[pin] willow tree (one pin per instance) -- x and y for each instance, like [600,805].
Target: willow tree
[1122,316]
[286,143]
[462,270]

---

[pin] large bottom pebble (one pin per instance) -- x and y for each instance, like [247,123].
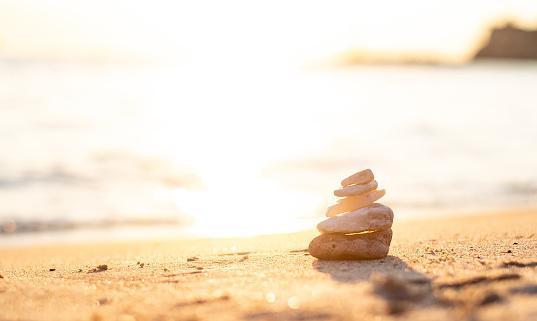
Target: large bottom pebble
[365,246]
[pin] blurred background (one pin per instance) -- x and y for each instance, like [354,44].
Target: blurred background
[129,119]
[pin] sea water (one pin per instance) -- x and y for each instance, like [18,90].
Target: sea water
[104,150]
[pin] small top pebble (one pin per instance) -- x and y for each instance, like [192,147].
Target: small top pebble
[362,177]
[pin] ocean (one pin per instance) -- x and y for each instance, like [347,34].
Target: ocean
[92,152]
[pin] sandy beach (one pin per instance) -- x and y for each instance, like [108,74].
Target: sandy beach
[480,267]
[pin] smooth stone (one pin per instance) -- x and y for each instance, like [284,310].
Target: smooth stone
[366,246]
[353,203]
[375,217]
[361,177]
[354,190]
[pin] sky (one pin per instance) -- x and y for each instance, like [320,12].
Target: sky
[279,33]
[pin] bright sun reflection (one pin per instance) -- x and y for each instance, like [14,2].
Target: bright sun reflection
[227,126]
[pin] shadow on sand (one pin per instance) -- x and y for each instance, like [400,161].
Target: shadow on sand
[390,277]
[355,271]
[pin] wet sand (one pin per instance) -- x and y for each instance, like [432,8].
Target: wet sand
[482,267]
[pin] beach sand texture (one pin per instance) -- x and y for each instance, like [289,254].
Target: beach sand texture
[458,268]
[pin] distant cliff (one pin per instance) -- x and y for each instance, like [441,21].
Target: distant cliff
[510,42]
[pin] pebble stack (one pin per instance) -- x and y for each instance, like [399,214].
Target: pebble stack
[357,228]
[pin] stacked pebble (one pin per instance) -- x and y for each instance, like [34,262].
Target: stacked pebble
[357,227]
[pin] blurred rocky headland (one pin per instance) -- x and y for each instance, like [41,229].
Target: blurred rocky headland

...

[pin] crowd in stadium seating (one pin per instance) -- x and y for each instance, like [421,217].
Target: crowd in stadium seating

[PROBLEM DETAILS]:
Copy out word for word the stretch of entries that opens with the line containing "[pin] beach sand" and closes with the line containing "Target: blurred rocky headland", including both of those lines.

[TASK RESULT]:
[pin] beach sand texture (one pin per instance) -- x and y for each instance, like [289,254].
Target: beach sand texture
[458,268]
[pin] distant cliff (one pin per instance) -- x and y for each instance, like [441,21].
Target: distant cliff
[510,42]
[pin] pebble stack (one pin per instance) -- x and y for each instance, like [399,214].
Target: pebble stack
[357,228]
[pin] stacked pebble (one pin per instance) -- x and y for each instance, like [34,262].
Target: stacked pebble
[357,227]
[pin] blurred rocky headland (one pin per instance) -- x and y for each instance, like [41,229].
Target: blurred rocky headland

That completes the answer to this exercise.